Verilen metin:

Cihan AKTAŞ
Akit’in Hilâl Kaplan’la ilgili son yayınını nasıl değerlendirmeli? “Kiliseye girme hatası”işlenmişse de, fotoğraf çektirilecekse eğer, haçtan uzak durulmalı, öyle mi...
İslami kaynaklarla haşır neşir olan herkes iyi bilir; kişinin imanı, dinden çıkıp çıkmadığı konusunda apar topar haberlerle, aşırı yorum ve niyet okumalarla hüküm verilemez.
Müslümanlar bu ülkede varlıklarını paryalaştırmaya, sakatlamaya dönük mühendislik işlemleri yüzünden öyle çok sıkıntı çektiler ki, insan kemalist ideolojinin baskısını yaşamış herhangi bir kişinin, özellikle de kamusal bir sorumluluğu olan bir gazetenin benzeri bir hataya düşmemek için elinden geleni yapacağını sanıyor. Tuhaf zamanlardan geçiyoruz.

Sağlanan veriler:
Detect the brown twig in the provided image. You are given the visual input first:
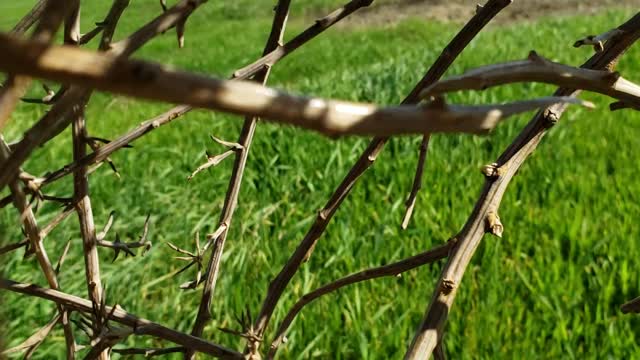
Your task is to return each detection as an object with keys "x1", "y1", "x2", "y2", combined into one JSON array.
[
  {"x1": 620, "y1": 297, "x2": 640, "y2": 314},
  {"x1": 0, "y1": 0, "x2": 78, "y2": 132},
  {"x1": 0, "y1": 1, "x2": 380, "y2": 193},
  {"x1": 0, "y1": 0, "x2": 195, "y2": 193},
  {"x1": 268, "y1": 239, "x2": 455, "y2": 359},
  {"x1": 248, "y1": 0, "x2": 511, "y2": 348},
  {"x1": 185, "y1": 0, "x2": 291, "y2": 359},
  {"x1": 112, "y1": 346, "x2": 187, "y2": 358},
  {"x1": 405, "y1": 13, "x2": 640, "y2": 360},
  {"x1": 11, "y1": 0, "x2": 49, "y2": 34},
  {"x1": 0, "y1": 35, "x2": 585, "y2": 136},
  {"x1": 0, "y1": 279, "x2": 243, "y2": 359},
  {"x1": 420, "y1": 51, "x2": 640, "y2": 106},
  {"x1": 233, "y1": 0, "x2": 373, "y2": 78},
  {"x1": 72, "y1": 107, "x2": 109, "y2": 360},
  {"x1": 0, "y1": 137, "x2": 75, "y2": 359},
  {"x1": 402, "y1": 0, "x2": 513, "y2": 229},
  {"x1": 0, "y1": 313, "x2": 62, "y2": 355}
]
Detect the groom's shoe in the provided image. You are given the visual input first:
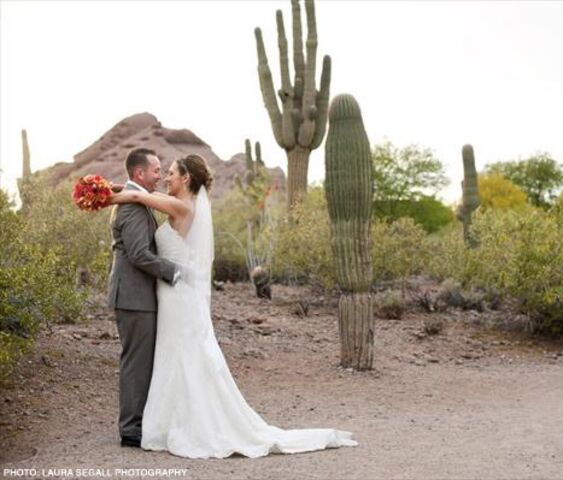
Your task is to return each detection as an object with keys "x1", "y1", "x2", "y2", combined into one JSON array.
[{"x1": 121, "y1": 437, "x2": 141, "y2": 447}]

Alıştırma ayrıntıları:
Şu ifadeler verilen metinle uyuşuyor mu: 1. Kişinin dinden çıkıp çıkmadığı aceleyle yapılan haberlere dayanılarak hükme bağlanabilir. 2. Müslümanlar bu ülkede mühendislik işlemleri yüzünden sıkıntı çekmiştir. 3. Yazar tuhaf zamanlardan geçtiğimizi söylüyor. Her biri için evet ya da hayır deyip kararı belirleyen sözleri metinden aynen alıntılar mısınız?

Alıştırmanın yanıtı:
1. Hayır: "kişinin imanı, dinden çıkıp çıkmadığı konusunda apar topar haberlerle, aşırı yorum ve niyet okumalarla hüküm verilemez."
2. Evet: "Müslümanlar bu ülkede varlıklarını paryalaştırmaya, sakatlamaya dönük mühendislik işlemleri yüzünden öyle çok sıkıntı çektiler"
3. Evet: "Tuhaf zamanlardan geçiyoruz."